• EXERCISES TO COMPLETE:
(1) Return the part of the house-hunting account that begins at the words "A dauntless friend" and ends after "I didn’t compete.".
(2) Summarize the account of house hunting in a French village in two sentences.
(3) Continue the account of house hunting in French villages from the point where it ends.
** READING PASSAGE follows **
Claudette, quick and smiling in an agent immobilier next to the bus stop, arranged a viewing in a nearby village. Every French village lays claim to being la plus belle but this one, with shaded streets of 400-year-old houses and vineyards reaching into a valley where sheep bells jingled, had a better claim than most. Claudette’s brother had once been the baker in the boulangerie; this is a world as small as rural Ireland’s.

The house, old and in need of TLC, had three floors, four bedrooms, a terrace off the top bedroom, three toilets (one usable), a shower (unusable) and kitchen/living room with blinding orange walls. It had quirks and a negotiable price tag of €157,000. Mine was the only demand on those orange walls so we engaged in half-hearted negotiations. Claudette’s persuasive powers failed to convince me, however, that the house merely needed a paint job and some repairs.

I signed a document agreeing, in the event of buying, to deal with Claudette’s agency. People often buy directly from the vendor, thus eliminating agents’ fees – high at 8 per cent or more. Also confusing was the way sellers placed properties with several agents simultaneously. Less confusing was news that the market was now shaky, banks reluctant to lend and the area I’d chosen both desirable and costly. Now on my second notebook of advice and warnings, I decided to ignore the lot and go with my gut.

A dauntless friend knew of another house, one with location, location, location on the village square. It was large and sadly grey on the outside, and the ceilings inside were low, but the original features were fascinating. Floors were fabulously tiled and there were cast-iron balconies to the side and front. The owner, a gentle, elderly man from another village, was asking €140,00. But the mayor had first refusal, because the house had been earmarked for social housing, and I didn’t compete.

Another friend, patient and clued in, drove me to other villages, put hard questions to immobiliers, saw possibilities where I didn’t, saw too that a house I fell for had no natural light, that the outer wall on another bulged alarmingly, and that a village had no shop.
** End of READING PASSAGE **
** LISTED RECORDS follows **
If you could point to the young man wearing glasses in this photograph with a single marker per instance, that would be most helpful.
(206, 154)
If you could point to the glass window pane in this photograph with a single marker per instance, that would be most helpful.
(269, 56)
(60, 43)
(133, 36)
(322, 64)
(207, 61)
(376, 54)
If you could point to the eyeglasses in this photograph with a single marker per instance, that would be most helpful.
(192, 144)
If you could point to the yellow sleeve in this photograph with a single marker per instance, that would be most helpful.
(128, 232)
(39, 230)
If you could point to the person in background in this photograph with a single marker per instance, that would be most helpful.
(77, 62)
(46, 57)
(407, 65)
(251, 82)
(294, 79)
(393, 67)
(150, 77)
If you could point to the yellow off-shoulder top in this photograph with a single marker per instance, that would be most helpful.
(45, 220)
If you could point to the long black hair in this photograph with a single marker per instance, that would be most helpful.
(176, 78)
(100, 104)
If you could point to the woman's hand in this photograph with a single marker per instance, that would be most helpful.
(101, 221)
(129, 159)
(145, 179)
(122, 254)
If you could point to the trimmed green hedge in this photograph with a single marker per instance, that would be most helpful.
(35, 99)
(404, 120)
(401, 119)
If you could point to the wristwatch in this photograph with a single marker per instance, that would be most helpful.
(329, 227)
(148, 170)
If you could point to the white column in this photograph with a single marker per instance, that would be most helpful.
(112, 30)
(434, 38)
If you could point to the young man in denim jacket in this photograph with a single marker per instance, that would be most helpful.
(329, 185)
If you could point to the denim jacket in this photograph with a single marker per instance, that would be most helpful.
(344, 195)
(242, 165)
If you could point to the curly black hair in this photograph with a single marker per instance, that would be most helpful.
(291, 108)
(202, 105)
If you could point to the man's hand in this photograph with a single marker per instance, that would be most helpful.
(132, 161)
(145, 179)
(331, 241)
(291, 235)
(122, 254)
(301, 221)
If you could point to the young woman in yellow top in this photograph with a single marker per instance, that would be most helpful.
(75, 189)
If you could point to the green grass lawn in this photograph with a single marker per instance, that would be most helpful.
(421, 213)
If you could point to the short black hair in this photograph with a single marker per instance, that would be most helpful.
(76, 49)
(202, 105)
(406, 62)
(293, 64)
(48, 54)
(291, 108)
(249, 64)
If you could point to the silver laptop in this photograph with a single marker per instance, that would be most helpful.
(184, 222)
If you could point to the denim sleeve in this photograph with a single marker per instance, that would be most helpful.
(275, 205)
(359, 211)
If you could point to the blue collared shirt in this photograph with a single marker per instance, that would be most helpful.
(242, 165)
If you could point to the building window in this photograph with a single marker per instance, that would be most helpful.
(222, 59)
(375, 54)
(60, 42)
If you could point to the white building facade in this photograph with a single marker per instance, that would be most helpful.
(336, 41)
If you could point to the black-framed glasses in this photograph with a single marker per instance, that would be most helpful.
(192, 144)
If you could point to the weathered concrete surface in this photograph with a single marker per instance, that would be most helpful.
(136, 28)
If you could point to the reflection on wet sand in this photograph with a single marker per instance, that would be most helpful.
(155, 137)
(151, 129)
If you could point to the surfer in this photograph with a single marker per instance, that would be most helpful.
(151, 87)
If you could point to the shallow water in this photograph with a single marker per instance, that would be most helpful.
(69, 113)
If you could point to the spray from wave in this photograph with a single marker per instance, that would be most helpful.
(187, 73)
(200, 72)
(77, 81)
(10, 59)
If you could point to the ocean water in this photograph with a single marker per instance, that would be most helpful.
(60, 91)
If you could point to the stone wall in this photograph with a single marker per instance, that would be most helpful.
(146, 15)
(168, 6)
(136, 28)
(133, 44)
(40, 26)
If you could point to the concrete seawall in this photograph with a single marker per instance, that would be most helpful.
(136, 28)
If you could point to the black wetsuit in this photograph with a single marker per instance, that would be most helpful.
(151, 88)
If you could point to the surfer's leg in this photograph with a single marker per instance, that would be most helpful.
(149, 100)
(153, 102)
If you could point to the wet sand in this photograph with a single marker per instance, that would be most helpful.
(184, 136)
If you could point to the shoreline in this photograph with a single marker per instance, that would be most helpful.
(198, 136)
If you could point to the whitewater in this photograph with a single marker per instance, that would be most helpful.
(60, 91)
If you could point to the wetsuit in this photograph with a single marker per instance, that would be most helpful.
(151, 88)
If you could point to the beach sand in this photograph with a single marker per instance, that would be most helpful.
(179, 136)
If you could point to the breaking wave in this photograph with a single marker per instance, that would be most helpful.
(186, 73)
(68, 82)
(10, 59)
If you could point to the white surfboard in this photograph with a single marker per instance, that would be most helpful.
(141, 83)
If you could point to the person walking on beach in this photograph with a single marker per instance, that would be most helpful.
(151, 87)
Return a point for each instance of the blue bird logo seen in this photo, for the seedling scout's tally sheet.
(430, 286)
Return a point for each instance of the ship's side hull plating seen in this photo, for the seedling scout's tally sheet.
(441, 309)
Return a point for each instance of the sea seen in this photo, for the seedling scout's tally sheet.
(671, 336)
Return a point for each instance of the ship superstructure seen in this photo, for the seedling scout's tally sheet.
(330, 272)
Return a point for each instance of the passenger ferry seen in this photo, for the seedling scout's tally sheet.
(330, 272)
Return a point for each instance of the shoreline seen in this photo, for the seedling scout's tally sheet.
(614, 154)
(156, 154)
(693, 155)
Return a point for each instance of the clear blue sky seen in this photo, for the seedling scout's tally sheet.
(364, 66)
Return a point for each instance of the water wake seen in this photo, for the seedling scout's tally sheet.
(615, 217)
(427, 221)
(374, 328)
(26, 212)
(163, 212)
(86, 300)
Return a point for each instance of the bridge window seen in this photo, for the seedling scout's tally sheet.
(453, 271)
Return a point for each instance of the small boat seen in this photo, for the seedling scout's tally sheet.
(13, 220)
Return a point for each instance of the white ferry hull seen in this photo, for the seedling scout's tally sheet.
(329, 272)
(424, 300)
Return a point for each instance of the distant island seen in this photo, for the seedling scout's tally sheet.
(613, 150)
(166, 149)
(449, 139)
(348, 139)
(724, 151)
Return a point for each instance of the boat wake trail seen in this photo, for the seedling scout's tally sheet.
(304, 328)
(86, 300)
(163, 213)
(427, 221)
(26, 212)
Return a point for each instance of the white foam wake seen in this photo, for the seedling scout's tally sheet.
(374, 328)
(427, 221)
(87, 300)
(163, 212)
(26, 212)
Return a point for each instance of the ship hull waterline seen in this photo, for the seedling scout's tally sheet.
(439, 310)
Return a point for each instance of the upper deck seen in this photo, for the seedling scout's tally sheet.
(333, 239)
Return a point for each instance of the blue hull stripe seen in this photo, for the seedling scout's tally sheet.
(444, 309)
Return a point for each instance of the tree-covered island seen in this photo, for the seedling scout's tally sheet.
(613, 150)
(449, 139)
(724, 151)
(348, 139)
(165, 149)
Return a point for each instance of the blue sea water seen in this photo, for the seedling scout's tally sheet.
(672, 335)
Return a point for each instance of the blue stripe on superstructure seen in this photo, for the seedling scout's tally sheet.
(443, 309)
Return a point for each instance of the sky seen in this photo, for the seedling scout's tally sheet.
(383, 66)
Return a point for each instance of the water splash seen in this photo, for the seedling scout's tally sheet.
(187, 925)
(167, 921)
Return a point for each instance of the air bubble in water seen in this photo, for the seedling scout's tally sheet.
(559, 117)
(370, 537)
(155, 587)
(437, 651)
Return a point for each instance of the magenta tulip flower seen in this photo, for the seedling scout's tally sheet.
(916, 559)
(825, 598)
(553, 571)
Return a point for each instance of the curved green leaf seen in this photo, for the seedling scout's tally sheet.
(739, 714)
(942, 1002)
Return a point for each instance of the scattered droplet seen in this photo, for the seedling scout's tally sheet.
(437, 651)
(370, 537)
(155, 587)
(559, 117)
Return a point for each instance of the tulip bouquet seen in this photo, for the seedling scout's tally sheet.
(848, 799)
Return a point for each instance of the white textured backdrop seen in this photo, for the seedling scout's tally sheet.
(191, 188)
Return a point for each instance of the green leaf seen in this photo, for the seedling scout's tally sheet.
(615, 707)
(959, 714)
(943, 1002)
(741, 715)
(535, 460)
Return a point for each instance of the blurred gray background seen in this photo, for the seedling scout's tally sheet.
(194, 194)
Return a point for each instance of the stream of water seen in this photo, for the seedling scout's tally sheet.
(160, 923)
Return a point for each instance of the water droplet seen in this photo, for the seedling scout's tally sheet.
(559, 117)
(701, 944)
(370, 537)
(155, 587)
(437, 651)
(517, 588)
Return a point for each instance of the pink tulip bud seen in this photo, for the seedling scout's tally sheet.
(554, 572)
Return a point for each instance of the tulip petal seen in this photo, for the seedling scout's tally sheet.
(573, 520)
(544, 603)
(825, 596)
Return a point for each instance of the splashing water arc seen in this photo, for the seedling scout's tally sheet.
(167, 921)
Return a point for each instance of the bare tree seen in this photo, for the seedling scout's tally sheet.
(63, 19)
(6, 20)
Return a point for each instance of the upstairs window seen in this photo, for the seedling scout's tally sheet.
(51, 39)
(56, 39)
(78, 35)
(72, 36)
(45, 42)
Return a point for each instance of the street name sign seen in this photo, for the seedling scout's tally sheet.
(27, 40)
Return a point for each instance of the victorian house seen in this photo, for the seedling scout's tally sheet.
** End of LISTED RECORDS **
• PER-TASK ANSWERS:
(1)
A dauntless friend knew of another house, one with location, location, location on the village square. It was large and sadly grey on the outside, and the ceilings inside were low, but the original features were fascinating. Floors were fabulously tiled and there were cast-iron balconies to the side and front. The owner, a gentle, elderly man from another village, was asking €140,00. But the mayor had first refusal, because the house had been earmarked for social housing, and I didn’t compete.

(2) Through Claudette, an agent, the narrator viewed an old four-bedroom village house with orange walls but was not persuaded that it needed only a paint job and some repairs, and also heard that the market was shaky and the chosen area costly. A second house on the village square had been earmarked for social housing, so the narrator did not compete, and a friend then drove the narrator to other villages and noticed problems with houses there.

(3)
Quiet market

Immobiliers everywhere took my details but weren’t encouraging: it was too soon after Christmas, they’d be in touch when things livened up in the spring. They were right, of course. I was expecting too much of a January market. To comfort ourselves we ate hand-made chocolates in a bar with horse racing on television.

Back in the first village, a fast-talking immobilier, his 18-year old son just back from playing schools’ rugby in Dublin, showed me a tall house with three floors and a 40sq m vaulted stone garage. The garage appealed as a living space but the price (plus work needed), was a negotiable €169,000. I’d fallen for the village, said I would think about it, said no to a deposit-to-secure and signed another form.

The weather deteriorated. On a grey Sunday near the end of the month my Dublin neighbour sent a phone picture of “sale agreed” across the “for sale” sign outside my house. Deirdre confirmed and my feet chilled; a buyer had indeed committed to buying.

I doubled my search efforts to little effect. In a French version of Dalkey the options were a 10,000sq m refurbished lodge in the grounds of a wine estate for €1.79 million, or an eight-roomed, 250sq m new build with pool for €797,000.

With my house sale agreed everyone assured me that a springtime return with hot cash in hand would give me supreme buying power. I took their word for it and came home, my future in the lap of the gods of France.